[WHAT IS BEING ASKED] Please reproduce all of the lines below word for word, changing nothing.

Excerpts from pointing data
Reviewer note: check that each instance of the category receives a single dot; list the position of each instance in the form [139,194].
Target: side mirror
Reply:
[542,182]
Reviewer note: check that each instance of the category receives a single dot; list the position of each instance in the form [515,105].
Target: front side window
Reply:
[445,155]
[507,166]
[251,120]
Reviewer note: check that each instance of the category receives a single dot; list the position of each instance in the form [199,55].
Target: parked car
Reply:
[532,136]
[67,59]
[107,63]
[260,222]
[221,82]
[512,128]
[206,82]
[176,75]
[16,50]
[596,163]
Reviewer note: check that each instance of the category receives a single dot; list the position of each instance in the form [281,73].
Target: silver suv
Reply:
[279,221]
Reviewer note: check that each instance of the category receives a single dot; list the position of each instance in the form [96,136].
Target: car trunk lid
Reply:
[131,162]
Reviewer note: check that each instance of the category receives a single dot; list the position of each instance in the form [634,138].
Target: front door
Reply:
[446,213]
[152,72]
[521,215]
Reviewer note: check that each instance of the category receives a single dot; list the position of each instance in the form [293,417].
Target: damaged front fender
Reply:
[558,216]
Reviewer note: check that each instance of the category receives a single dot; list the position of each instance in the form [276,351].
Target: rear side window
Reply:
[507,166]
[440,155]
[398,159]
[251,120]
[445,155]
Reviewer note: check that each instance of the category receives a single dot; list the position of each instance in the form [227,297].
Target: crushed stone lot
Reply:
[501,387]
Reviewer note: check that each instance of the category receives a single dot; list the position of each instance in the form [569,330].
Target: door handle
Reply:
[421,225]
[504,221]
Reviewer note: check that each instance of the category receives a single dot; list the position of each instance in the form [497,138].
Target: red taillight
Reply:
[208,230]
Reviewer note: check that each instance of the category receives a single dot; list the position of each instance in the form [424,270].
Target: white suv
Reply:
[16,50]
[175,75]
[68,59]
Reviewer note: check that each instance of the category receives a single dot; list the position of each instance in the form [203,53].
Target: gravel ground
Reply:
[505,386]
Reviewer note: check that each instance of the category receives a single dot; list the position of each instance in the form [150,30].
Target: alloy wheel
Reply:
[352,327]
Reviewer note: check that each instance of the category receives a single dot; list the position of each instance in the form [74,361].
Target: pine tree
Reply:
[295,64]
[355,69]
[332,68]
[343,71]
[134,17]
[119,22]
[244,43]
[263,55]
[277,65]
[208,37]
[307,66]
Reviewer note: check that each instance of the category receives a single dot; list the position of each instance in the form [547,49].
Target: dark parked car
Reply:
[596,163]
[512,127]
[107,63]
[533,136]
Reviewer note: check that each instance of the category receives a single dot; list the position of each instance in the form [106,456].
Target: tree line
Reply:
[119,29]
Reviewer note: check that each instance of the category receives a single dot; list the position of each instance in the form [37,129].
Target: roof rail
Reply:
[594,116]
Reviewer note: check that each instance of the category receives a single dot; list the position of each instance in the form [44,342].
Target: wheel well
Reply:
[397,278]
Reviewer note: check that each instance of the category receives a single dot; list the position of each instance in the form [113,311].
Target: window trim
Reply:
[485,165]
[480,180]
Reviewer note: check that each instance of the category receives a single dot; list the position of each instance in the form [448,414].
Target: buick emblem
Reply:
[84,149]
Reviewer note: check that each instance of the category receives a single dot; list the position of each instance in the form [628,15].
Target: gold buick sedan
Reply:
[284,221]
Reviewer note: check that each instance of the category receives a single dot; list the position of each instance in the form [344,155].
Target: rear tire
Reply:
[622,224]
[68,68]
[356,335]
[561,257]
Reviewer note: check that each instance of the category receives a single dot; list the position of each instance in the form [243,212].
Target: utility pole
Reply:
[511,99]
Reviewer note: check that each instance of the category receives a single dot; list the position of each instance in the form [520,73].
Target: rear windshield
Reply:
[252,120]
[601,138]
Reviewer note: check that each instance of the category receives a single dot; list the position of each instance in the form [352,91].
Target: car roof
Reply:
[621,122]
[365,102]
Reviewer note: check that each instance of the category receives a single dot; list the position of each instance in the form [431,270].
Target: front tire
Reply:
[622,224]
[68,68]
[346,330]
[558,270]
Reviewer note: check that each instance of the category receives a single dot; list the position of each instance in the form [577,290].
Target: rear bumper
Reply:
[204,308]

[ANSWER IN FULL]
Reviewer note: check that each instance of the category receives a single dot; list the position of each instance in the form [139,194].
Target: side mirror
Reply:
[542,182]
Reviewer note: check that each instance of the category receives a single dot; list the position of each instance in the form [515,105].
Target: front side window
Reply:
[445,155]
[507,166]
[251,120]
Reviewer note: check that each instance of the category receives a single dot; list the position of each instance in the form [199,55].
Target: parked car
Reply:
[532,136]
[67,59]
[107,63]
[260,222]
[221,82]
[512,128]
[206,82]
[176,75]
[16,50]
[596,163]
Reviewer note: check that each instance of the category receives a single dot; list the position of each instance in the form [281,73].
Target: silver suv
Reply:
[279,221]
Reviewer note: check that each instance of the category receives a single dot; list the position of each instance in the form [96,136].
Target: car trunk lid
Reply:
[131,162]
Reviewer note: check that each instance of the category receives a single dot; list the position of each instance in the form [634,138].
Target: front door
Reply:
[446,213]
[152,72]
[521,215]
Reviewer note: check that each instance of the category receives a single dot; list the position of each instance in the form [293,417].
Target: damaged front fender
Reply:
[558,216]
Reviewer note: check that each instance of the category receives a single dot; list the position of each instance in the form [276,351].
Target: rear side window
Reply:
[507,166]
[440,155]
[398,159]
[251,120]
[445,155]
Reviewer note: check that each instance of the category receives a single dot; list the position of each instance in the form [227,297].
Target: crushed stone lot
Reply:
[501,387]
Reviewer note: check that each instance of the category receives a single dot; list the position of each instance in the form [569,330].
Target: door handle
Reply:
[421,225]
[504,221]
Reviewer note: check that each instance of the category receives a single dot; list the position of each instance in the form [497,138].
Target: red taillight
Reply:
[208,230]
Reviewer note: check that each instance of the category receives a single dot; list the position of each instance in the form [424,270].
Target: white suv
Reply:
[16,50]
[175,75]
[68,59]
Reviewer note: check that each instance of the category receives a single dot; list the position of each instance in the form [203,53].
Target: gravel ground
Reply:
[505,386]
Reviewer note: check that each instance of the category receives a single dot; list the position of each instance in the form [150,30].
Target: alloy wheel
Reply:
[352,327]
Reviewer note: check that each instance of the category receives a single dot; list the position of each instance in the form [74,361].
Target: pine tree
Reply:
[295,64]
[355,69]
[332,68]
[343,71]
[134,17]
[119,22]
[244,43]
[263,55]
[277,65]
[208,37]
[307,66]
Reviewer note: check that each instance of the category receives a single dot; list the position of each instance in the form [547,49].
Target: dark parked car
Reply:
[596,163]
[512,127]
[107,63]
[533,136]
Reviewer note: check that each instance of the category receives a single dot; list the position of each instance in the form [106,456].
Target: tree line
Reply:
[119,29]
Reviewer note: check that each instance of the category receives a single dot; list the position of each instance in the form [37,129].
Target: roof rail
Reply:
[594,116]
Reviewer note: check that each instance of the category receives a single dot; list the position of each instance in the form [44,342].
Target: wheel well
Reply:
[397,278]
Reviewer note: check that each instance of the category receives a single dot; list the position of each instance in the form [113,311].
Target: window trim
Reply:
[485,165]
[480,180]
Reviewer note: check that each instance of the category receives a single dot; list the position of each instance in the form [448,414].
Target: buick emblem
Reply:
[84,149]
Reviewer note: check that each instance of the category receives a single dot; list the position of each instance in the form [628,15].
Target: gold buick sedan
Reply:
[284,221]
Reviewer note: check that each instance of the category receives a single dot; list the position of each instance in the form [344,155].
Target: rear tire
Reply:
[622,224]
[68,68]
[356,335]
[561,257]
Reviewer note: check that each instance of the category receives a single dot; list the position of each instance in the form [243,212].
Target: utility pole
Reply:
[511,99]
Reviewer note: check that each instance of the category receives a single dot; list the position of each instance in the form [520,73].
Target: rear windshield
Reply:
[252,120]
[601,138]
Reviewer note: check that each instance of the category receives a single dot; list the position of each instance in the form [352,91].
Target: car roof
Reply:
[621,122]
[365,102]
Reviewer note: check that each instance of the category receives a single dot; list the position of each instance in the form [431,270].
Target: front tire
Reply:
[622,224]
[68,68]
[346,330]
[558,270]
Reviewer note: check that each instance of the category receives a single dot; list the position of each instance in the form [577,290].
Target: rear bumper
Reply:
[204,308]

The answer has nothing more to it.